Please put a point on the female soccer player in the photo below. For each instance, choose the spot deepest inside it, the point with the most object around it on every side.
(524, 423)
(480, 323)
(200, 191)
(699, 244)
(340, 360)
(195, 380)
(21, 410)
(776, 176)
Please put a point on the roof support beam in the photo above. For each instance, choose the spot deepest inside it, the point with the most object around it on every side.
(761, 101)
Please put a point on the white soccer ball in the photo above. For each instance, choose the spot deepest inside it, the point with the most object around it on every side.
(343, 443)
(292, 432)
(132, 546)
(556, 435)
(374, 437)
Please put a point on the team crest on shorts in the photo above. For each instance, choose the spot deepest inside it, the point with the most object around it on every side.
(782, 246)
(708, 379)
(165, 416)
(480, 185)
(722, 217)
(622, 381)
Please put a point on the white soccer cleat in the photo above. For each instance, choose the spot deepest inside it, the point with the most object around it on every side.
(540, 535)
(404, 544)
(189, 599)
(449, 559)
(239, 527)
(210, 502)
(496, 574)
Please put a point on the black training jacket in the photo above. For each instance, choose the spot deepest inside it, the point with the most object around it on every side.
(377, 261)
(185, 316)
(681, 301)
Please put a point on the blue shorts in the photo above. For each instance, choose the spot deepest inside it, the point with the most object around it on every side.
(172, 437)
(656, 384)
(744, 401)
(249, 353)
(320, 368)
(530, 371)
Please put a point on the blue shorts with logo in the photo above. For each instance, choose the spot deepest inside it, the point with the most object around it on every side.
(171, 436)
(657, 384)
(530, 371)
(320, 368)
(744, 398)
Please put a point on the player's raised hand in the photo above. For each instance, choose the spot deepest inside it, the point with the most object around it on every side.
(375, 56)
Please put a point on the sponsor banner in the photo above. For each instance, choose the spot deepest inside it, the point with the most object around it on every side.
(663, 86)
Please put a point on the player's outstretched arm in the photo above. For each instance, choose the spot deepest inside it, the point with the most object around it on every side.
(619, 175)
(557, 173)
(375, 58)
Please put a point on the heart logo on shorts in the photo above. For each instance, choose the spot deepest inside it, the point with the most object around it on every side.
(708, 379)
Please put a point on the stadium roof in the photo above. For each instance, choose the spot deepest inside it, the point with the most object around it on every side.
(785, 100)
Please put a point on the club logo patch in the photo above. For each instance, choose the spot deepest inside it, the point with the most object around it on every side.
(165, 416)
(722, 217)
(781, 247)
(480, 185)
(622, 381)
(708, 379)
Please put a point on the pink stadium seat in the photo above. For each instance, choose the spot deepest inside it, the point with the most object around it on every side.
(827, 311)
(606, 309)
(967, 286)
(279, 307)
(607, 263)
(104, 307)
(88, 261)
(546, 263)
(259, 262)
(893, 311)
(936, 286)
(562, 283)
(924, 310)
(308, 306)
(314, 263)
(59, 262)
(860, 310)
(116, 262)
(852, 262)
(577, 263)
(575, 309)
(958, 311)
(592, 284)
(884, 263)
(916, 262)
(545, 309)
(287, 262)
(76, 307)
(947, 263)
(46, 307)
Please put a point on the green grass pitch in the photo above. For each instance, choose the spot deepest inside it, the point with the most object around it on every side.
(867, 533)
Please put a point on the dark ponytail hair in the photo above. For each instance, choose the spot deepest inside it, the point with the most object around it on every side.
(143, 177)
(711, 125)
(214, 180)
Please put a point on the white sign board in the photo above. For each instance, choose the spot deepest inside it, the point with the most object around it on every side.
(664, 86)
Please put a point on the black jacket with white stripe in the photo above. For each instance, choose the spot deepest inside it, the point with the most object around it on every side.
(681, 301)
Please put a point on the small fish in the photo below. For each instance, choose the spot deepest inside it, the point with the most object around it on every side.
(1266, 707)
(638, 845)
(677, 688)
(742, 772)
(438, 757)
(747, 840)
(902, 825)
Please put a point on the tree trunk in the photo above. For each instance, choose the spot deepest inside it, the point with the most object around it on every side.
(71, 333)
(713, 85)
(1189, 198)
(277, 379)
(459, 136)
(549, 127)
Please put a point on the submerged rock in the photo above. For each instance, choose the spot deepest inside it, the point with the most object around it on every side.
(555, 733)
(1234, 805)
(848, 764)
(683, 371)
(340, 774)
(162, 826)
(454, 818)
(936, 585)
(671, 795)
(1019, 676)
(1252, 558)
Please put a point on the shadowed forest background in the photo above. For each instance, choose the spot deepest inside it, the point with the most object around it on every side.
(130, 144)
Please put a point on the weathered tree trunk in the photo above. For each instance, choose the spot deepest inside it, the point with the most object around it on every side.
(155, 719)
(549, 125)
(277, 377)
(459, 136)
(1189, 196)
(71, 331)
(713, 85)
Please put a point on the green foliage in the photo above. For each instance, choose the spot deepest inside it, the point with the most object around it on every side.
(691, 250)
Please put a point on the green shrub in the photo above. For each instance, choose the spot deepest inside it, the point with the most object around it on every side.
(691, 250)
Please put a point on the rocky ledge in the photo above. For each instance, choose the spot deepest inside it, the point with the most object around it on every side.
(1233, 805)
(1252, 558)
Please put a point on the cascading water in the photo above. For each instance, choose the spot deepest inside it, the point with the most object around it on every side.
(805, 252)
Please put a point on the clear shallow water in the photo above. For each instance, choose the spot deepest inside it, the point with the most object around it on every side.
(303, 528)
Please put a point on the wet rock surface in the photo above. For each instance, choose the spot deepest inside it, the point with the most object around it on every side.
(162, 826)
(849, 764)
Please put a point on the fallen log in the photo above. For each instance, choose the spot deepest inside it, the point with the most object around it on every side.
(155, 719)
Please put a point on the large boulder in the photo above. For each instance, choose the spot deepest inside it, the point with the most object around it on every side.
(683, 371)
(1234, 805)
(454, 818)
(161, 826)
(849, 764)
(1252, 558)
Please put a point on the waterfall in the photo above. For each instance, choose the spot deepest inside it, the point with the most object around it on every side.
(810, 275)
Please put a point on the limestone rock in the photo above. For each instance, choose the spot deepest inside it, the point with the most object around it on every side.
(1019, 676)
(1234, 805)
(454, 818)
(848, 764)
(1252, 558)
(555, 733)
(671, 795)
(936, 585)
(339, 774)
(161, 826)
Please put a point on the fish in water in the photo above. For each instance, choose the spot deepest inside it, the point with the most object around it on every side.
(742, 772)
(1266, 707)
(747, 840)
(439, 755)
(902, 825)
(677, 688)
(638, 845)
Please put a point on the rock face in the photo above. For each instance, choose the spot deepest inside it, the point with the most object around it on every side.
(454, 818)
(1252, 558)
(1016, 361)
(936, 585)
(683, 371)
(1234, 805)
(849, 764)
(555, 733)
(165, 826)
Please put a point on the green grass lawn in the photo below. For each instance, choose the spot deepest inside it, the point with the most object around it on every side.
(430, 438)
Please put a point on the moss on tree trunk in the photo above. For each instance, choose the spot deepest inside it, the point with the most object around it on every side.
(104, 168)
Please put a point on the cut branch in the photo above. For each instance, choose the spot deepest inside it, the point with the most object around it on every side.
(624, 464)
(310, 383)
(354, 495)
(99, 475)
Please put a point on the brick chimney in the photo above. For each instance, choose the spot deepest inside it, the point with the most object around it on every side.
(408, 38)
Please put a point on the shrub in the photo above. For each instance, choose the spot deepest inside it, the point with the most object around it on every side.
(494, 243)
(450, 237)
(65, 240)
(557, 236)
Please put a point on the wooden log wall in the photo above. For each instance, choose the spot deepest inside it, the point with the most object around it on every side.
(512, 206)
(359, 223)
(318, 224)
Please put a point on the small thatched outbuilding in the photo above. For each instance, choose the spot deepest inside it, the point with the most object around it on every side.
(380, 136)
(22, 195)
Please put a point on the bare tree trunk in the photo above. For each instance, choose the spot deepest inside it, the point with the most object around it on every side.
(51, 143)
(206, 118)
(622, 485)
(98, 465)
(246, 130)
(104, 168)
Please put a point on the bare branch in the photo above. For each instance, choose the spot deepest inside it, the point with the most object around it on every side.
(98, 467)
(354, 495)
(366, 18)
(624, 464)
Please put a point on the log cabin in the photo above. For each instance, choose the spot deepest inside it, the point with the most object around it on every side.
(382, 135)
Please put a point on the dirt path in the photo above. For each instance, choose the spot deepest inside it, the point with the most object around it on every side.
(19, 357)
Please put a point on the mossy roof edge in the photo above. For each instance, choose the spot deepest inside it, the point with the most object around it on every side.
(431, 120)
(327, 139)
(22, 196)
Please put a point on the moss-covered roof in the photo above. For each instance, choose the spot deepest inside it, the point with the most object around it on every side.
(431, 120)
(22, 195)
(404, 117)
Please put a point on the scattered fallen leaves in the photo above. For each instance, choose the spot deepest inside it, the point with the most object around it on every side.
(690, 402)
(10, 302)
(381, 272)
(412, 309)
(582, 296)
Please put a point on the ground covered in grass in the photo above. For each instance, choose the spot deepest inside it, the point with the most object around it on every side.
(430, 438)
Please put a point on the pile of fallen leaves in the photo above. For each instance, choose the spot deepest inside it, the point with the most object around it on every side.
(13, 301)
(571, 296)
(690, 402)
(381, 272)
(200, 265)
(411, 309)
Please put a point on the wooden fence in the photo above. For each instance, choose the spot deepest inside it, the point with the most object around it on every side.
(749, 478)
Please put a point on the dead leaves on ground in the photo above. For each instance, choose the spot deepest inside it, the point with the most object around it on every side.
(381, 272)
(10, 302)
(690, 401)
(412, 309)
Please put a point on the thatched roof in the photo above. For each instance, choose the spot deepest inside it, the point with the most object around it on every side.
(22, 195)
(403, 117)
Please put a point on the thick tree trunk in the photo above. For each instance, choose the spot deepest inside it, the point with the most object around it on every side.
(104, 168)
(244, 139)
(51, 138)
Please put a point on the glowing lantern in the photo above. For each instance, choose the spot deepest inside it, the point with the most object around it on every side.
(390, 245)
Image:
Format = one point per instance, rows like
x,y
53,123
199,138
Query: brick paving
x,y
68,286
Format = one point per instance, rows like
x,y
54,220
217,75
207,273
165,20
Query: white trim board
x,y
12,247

━━━━━━━━━━━━━━━━━━━━━━━━━━━━━━

EXERCISE OBJECTIVE: Everything from the line with "Please put a point on the thatched" to the end of the listing above needs to be duplicated exactly, both end lines included, with nothing more.

EXERCISE SOLUTION:
Please put a point on the thatched roof in the photo above. For each instance, choose the spot deepest inside it, the point with the most object around it on every side.
(22, 195)
(403, 117)
Please put a point on the thick tree trunk in the photo above. For each instance, choose the spot deepest inside it, the point with the most object around it on every side.
(104, 168)
(244, 139)
(51, 138)
Please put a point on the glowing lantern in the photo above. For each instance, choose the spot deepest inside it, the point with the most object around it on every side.
(390, 245)
Image:
Format = one point per instance, rows like
x,y
53,123
199,138
Query: brick paving
x,y
68,286
Format = one point per instance, rows like
x,y
54,220
217,75
207,273
165,20
Query: white trim board
x,y
12,247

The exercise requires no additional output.